____ Data section

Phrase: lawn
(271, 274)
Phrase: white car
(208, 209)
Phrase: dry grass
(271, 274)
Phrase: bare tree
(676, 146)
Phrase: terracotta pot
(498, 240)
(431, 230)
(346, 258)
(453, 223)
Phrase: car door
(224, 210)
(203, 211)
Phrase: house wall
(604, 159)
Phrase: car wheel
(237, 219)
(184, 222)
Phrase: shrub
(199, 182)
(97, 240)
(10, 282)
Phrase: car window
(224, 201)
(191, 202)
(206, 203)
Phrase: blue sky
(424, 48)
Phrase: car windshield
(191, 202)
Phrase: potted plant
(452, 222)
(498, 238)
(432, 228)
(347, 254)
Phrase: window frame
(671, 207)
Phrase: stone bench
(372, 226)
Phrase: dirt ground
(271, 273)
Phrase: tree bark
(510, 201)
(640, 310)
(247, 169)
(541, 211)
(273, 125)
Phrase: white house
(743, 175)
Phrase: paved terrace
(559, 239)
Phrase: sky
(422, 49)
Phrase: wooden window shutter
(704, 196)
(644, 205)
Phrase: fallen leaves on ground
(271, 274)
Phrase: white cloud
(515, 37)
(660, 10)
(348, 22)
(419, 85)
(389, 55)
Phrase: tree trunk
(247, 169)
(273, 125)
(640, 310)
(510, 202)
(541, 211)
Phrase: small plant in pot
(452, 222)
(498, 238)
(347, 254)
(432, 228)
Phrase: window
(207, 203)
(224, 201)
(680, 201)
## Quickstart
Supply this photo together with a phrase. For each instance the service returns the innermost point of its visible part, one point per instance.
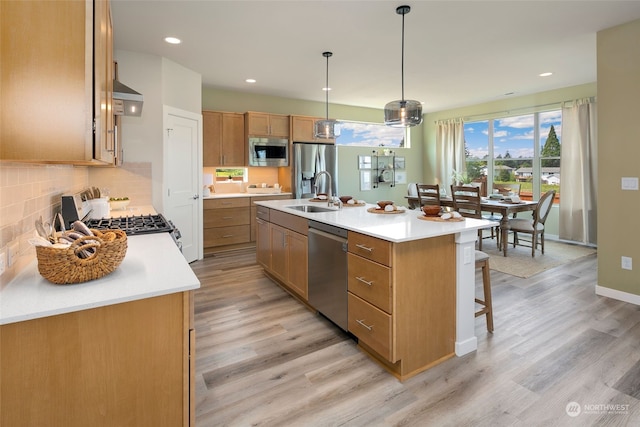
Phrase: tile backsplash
(28, 191)
(132, 180)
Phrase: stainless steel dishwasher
(328, 271)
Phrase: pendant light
(403, 113)
(328, 128)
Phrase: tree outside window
(521, 150)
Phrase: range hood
(126, 101)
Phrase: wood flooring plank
(265, 359)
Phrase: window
(521, 150)
(361, 134)
(231, 175)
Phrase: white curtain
(449, 151)
(579, 173)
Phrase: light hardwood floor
(263, 359)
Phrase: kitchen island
(411, 282)
(113, 351)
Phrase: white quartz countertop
(230, 195)
(153, 266)
(392, 227)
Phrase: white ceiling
(457, 53)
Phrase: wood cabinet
(285, 253)
(255, 208)
(226, 221)
(401, 299)
(128, 364)
(231, 223)
(49, 99)
(303, 130)
(263, 241)
(267, 125)
(223, 140)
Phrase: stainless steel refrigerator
(308, 160)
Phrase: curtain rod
(559, 104)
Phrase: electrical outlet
(12, 253)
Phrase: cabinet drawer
(226, 217)
(221, 236)
(371, 248)
(262, 212)
(370, 281)
(233, 202)
(292, 222)
(371, 325)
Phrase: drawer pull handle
(366, 282)
(364, 325)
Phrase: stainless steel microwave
(268, 152)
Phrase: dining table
(503, 207)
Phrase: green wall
(618, 156)
(348, 173)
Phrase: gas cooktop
(132, 225)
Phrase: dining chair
(534, 225)
(505, 189)
(467, 201)
(428, 194)
(482, 261)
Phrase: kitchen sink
(310, 208)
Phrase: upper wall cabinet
(267, 125)
(303, 130)
(223, 141)
(49, 100)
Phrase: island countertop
(400, 227)
(153, 266)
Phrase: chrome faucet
(330, 201)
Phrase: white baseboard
(467, 346)
(619, 295)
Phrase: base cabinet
(402, 301)
(129, 364)
(231, 223)
(282, 249)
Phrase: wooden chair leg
(487, 302)
(534, 244)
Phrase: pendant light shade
(403, 113)
(328, 128)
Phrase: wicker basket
(79, 263)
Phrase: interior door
(182, 175)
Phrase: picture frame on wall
(365, 180)
(364, 162)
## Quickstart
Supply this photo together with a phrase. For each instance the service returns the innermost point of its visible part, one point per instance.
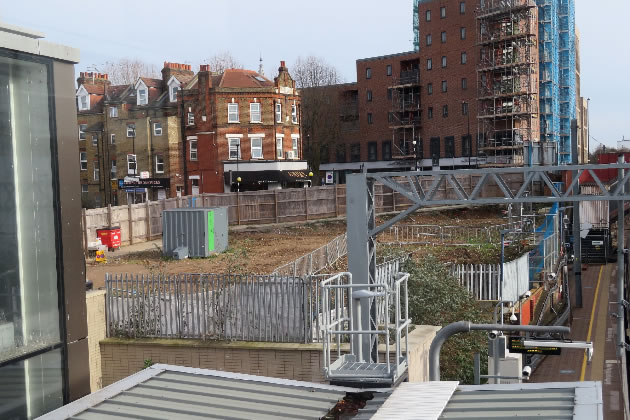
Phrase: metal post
(360, 252)
(577, 240)
(467, 326)
(620, 264)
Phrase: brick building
(127, 132)
(239, 124)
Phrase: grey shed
(203, 231)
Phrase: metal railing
(268, 308)
(317, 260)
(340, 295)
(210, 306)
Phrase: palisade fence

________

No pictures belong in the copy; output every record exactly.

• **Result of this exercise**
Phrase: lawn
(271, 274)
Phrase: white car
(208, 209)
Phrase: dry grass
(271, 274)
Phrase: bare tree
(676, 146)
Phrase: terracotta pot
(498, 240)
(431, 230)
(346, 258)
(453, 223)
Phrase: car door
(224, 210)
(203, 211)
Phrase: house wall
(604, 159)
Phrase: car wheel
(237, 219)
(184, 222)
Phrase: shrub
(199, 182)
(97, 240)
(10, 282)
Phrase: car window
(224, 201)
(191, 202)
(206, 203)
Phrase: blue sky
(424, 48)
Phrase: car windshield
(191, 202)
Phrase: potted plant
(452, 222)
(498, 238)
(432, 228)
(347, 254)
Phrase: window frame
(671, 207)
Phrase: stone bench
(372, 226)
Phrase: dirt ground
(271, 273)
Phrase: tree bark
(510, 201)
(640, 310)
(247, 169)
(541, 211)
(273, 125)
Phrase: white house
(743, 175)
Phrase: paved terrace
(559, 239)
Phrase: sky
(422, 49)
Phrase: wooden window shutter
(704, 196)
(644, 205)
Phrase: fallen leaves on ground
(271, 274)
Phrase: white cloud
(515, 37)
(660, 10)
(348, 22)
(419, 85)
(389, 55)
Phrase: tree trunk
(247, 169)
(273, 125)
(640, 310)
(510, 202)
(541, 211)
Phrase: small plant in pot
(452, 222)
(498, 238)
(347, 254)
(432, 228)
Phrase: window
(207, 203)
(224, 201)
(680, 201)
## Quickstart
Supply this photo together with a phrase. For each instance the service returns the innermost point of its visible part, one point per instance.
Phrase: tile backsplash
(28, 191)
(132, 180)
Phrase: stainless steel dishwasher
(328, 271)
Phrase: pendant light
(403, 113)
(328, 128)
Phrase: tree outside window
(521, 150)
Phrase: range hood
(126, 101)
Phrase: wood flooring plank
(265, 359)
Phrase: window
(521, 150)
(361, 134)
(231, 175)
Phrase: white curtain
(449, 151)
(579, 173)
Phrase: light hardwood floor
(263, 359)
Phrase: kitchen island
(411, 282)
(113, 351)
Phrase: white quartz countertop
(230, 195)
(153, 266)
(392, 227)
Phrase: white ceiling
(457, 53)
Phrase: wood cabinet
(285, 253)
(255, 208)
(226, 221)
(401, 299)
(128, 364)
(231, 223)
(49, 99)
(303, 130)
(263, 241)
(267, 125)
(223, 140)
Phrase: stainless steel refrigerator
(308, 160)
Phrase: curtain rod
(559, 104)
Phrase: electrical outlet
(12, 253)
Phrase: cabinet drawer
(226, 217)
(221, 236)
(371, 248)
(262, 212)
(370, 281)
(233, 202)
(292, 222)
(371, 325)
Phrase: drawer pull handle
(366, 282)
(364, 325)
Phrase: stainless steel microwave
(268, 152)
Phrase: dining table
(503, 207)
Phrase: green wall
(618, 156)
(348, 173)
Phrase: gas cooktop
(132, 225)
Phrase: dining chair
(534, 225)
(505, 189)
(467, 201)
(428, 194)
(482, 261)
Phrase: kitchen sink
(310, 208)
Phrase: upper wall cabinet
(267, 125)
(303, 130)
(223, 141)
(49, 100)
Phrase: island countertop
(400, 227)
(153, 266)
Phrase: chrome faucet
(330, 201)
Phrase: white baseboard
(467, 346)
(619, 295)
Phrase: base cabinet
(402, 301)
(129, 364)
(231, 223)
(282, 249)
Phrase: wooden chair leg
(487, 302)
(534, 244)
Phrase: pendant light shade
(403, 113)
(328, 128)
Phrase: wicker basket
(79, 263)
Phrase: interior door
(182, 175)
Phrase: picture frame on wall
(365, 180)
(364, 162)
## Quickstart
Supply this photo together with a phrase. For each instance the service returns the innermost point of its visible part, one point per instance.
Phrase: metal post
(360, 252)
(577, 240)
(467, 326)
(620, 264)
Phrase: brick building
(127, 132)
(239, 124)
Phrase: grey shed
(203, 231)
Phrase: metal railing
(268, 308)
(317, 260)
(340, 295)
(210, 306)
Phrase: palisade fence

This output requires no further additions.